** Dataset extract **
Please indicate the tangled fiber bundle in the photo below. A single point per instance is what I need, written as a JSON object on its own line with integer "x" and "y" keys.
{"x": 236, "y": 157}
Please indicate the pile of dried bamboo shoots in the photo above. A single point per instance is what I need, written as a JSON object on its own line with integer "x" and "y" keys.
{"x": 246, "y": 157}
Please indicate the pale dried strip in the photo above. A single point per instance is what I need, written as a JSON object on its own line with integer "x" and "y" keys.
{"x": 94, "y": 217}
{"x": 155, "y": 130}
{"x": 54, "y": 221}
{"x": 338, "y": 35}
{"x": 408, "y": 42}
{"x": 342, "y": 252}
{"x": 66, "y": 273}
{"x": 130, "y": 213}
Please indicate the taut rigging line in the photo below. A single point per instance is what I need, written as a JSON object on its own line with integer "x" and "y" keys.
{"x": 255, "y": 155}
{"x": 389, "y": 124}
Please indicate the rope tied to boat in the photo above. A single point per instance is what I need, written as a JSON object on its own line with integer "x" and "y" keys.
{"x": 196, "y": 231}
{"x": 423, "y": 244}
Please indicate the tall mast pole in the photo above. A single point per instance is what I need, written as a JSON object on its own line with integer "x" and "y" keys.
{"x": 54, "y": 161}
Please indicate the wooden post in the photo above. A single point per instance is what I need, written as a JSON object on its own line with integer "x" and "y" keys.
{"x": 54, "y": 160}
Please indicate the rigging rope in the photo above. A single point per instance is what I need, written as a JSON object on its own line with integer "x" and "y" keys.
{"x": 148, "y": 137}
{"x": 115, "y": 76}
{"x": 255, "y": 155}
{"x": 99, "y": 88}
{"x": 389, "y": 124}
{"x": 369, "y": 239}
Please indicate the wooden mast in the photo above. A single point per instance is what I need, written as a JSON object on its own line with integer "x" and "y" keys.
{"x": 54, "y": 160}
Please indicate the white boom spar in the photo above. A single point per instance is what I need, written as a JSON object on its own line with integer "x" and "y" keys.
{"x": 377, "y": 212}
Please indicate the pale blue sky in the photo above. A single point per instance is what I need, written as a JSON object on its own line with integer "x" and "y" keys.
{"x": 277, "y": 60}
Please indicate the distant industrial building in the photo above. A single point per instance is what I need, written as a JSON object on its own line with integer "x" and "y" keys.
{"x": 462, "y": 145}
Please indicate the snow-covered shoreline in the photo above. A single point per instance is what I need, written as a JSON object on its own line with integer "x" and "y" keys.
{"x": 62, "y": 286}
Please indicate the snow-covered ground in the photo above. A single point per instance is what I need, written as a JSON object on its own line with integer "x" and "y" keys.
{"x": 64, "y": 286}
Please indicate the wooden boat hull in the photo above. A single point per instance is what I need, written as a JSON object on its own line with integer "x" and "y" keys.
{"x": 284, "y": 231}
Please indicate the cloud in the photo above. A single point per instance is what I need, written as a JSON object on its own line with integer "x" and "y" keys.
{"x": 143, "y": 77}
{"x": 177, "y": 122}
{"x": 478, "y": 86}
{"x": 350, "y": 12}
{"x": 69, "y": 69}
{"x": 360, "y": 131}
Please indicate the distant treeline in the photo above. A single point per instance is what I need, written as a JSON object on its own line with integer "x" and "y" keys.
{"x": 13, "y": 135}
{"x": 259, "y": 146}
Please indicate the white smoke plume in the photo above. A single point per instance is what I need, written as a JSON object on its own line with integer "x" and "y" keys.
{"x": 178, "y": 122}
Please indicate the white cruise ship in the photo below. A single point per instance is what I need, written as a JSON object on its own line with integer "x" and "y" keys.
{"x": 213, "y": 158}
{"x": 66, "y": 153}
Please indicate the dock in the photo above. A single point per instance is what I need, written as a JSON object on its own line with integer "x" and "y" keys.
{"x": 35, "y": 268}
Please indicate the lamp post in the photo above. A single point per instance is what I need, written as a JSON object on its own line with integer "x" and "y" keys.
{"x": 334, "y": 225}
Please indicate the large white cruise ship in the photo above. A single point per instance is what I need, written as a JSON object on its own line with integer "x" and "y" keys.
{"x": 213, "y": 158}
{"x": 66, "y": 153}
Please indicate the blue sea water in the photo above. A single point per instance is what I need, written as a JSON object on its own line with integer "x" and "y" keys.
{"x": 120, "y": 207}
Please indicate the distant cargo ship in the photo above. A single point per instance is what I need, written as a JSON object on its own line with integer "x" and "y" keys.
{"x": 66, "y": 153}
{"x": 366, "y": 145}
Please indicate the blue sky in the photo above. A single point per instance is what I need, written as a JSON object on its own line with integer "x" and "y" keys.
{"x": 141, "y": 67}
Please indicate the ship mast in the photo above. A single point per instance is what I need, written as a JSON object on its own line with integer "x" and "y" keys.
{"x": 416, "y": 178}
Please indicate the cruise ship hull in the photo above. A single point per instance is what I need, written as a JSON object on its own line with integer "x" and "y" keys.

** Problem statement **
Set the records down again in full, exactly as they read.

** Expected answer **
Please indicate the tangled fiber bundle in the photo below. A single point per instance is what I need, written as a JSON object on its own line with integer "x" and "y" keys.
{"x": 236, "y": 157}
Please indicate the pile of dried bamboo shoots in the photo above. A single point per instance is what I need, written as a JSON object on its own line with integer "x" and "y" keys.
{"x": 246, "y": 157}
Please indicate the pale dried strip in the photo above. A single point per instance is what I need, written as a JSON object on its own line with integer "x" and "y" keys.
{"x": 94, "y": 217}
{"x": 155, "y": 130}
{"x": 54, "y": 221}
{"x": 338, "y": 35}
{"x": 408, "y": 42}
{"x": 342, "y": 252}
{"x": 66, "y": 273}
{"x": 130, "y": 213}
Please indicate the taut rigging line in the photo below. A single point per instance is what I need, written as a JSON object on its own line with integer "x" and "y" keys.
{"x": 255, "y": 155}
{"x": 389, "y": 124}
Please indicate the rope tied to boat in the photo above. A single point per instance is what I need, written as a JSON object on its own line with integer "x" and "y" keys.
{"x": 196, "y": 231}
{"x": 423, "y": 244}
Please indicate the tall mast pole in the photo above. A single point per instance is what I need, written as a JSON object on its own line with integer "x" and "y" keys.
{"x": 54, "y": 161}
Please indicate the wooden post in the photo above. A single point per instance is what I need, written as a JSON object on its own line with integer "x" and "y" keys.
{"x": 54, "y": 160}
Please indicate the rigging rope in the photo above. A single point per instance is what I need, written as a JSON object on its own line with integer "x" and "y" keys.
{"x": 148, "y": 137}
{"x": 115, "y": 76}
{"x": 255, "y": 155}
{"x": 99, "y": 88}
{"x": 389, "y": 124}
{"x": 369, "y": 239}
Please indicate the wooden mast in the photo above. A single point per instance is what I need, written as a JSON object on its own line with integer "x" and "y" keys.
{"x": 54, "y": 160}
Please indicate the white boom spar in the photo above. A single point per instance is what I need, written as a JSON object on its own line with integer "x" and "y" keys.
{"x": 377, "y": 212}
Please indicate the pale blue sky in the photo above. A single point per instance is what I need, written as a JSON object on its own line with integer "x" and "y" keys.
{"x": 277, "y": 60}
Please indicate the distant industrial building in the photo above. A single point per instance is what I need, written as a JSON object on its own line with integer "x" and "y" keys.
{"x": 462, "y": 145}
Please indicate the snow-covered shoreline in the photo above. A single point per instance is what I need, written as a JSON object on its own line with integer "x" and "y" keys.
{"x": 62, "y": 286}
Please indicate the snow-covered ground in the photo above. A single point per instance is what I need, written as a JSON object on its own line with integer "x" and "y" keys.
{"x": 64, "y": 286}
Please indicate the wooden boat hull in the photo above. A single point per instance is what I need, written as a JSON object on its own line with integer "x" and "y" keys.
{"x": 284, "y": 231}
Please indicate the cloud in the photo above. A single point per instance is what I need, written as a JSON object on its own line with integer "x" and "y" keys.
{"x": 143, "y": 77}
{"x": 177, "y": 122}
{"x": 478, "y": 86}
{"x": 350, "y": 12}
{"x": 69, "y": 69}
{"x": 360, "y": 131}
Please indicate the distant treeline in the photo above. A single point per instance is what I need, written as a JSON object on its own line with integer "x" and "y" keys.
{"x": 13, "y": 135}
{"x": 259, "y": 146}
Please indicate the white smoke plume in the photo above. A single point per instance is what I need, written as a JSON object on its own line with integer "x" and "y" keys.
{"x": 178, "y": 122}
Please indicate the white cruise ship in the photo below. A single point per instance is what I need, written as a JSON object on its own line with integer "x" and "y" keys.
{"x": 213, "y": 158}
{"x": 66, "y": 153}
Please indicate the dock in the photo above. A single point per instance is what I need, written as a JSON object on its own line with integer "x" and "y" keys.
{"x": 35, "y": 268}
Please indicate the lamp post in the photo above. A single point per instance is what I need, written as a JSON object on its own line with integer "x" and "y" keys.
{"x": 334, "y": 225}
Please indicate the large white cruise ship in the photo above. A single point per instance is what I need, written as a JSON object on its own line with integer "x" and "y" keys.
{"x": 213, "y": 158}
{"x": 66, "y": 153}
Please indicate the blue sea water in the photo above. A single point per instance is what I need, written as a JSON object on its own line with integer "x" and "y" keys.
{"x": 120, "y": 207}
Please indicate the distant cargo ship in the photo above. A single point per instance is what I need, written as a JSON object on its own line with integer "x" and "y" keys.
{"x": 66, "y": 153}
{"x": 366, "y": 145}
Please indicate the blue sky in the photo above. A single point per instance is what I need, written as a JSON object on its own line with integer "x" and "y" keys.
{"x": 141, "y": 67}
Please indicate the ship mast in the photo above. A single point per instance is what I need, written as a JSON object on its own line with integer "x" and "y" keys.
{"x": 416, "y": 178}
Please indicate the cruise ship hull in the photo above. A single point per instance is what I need, written as a JSON object on its own line with integer "x" and "y" keys.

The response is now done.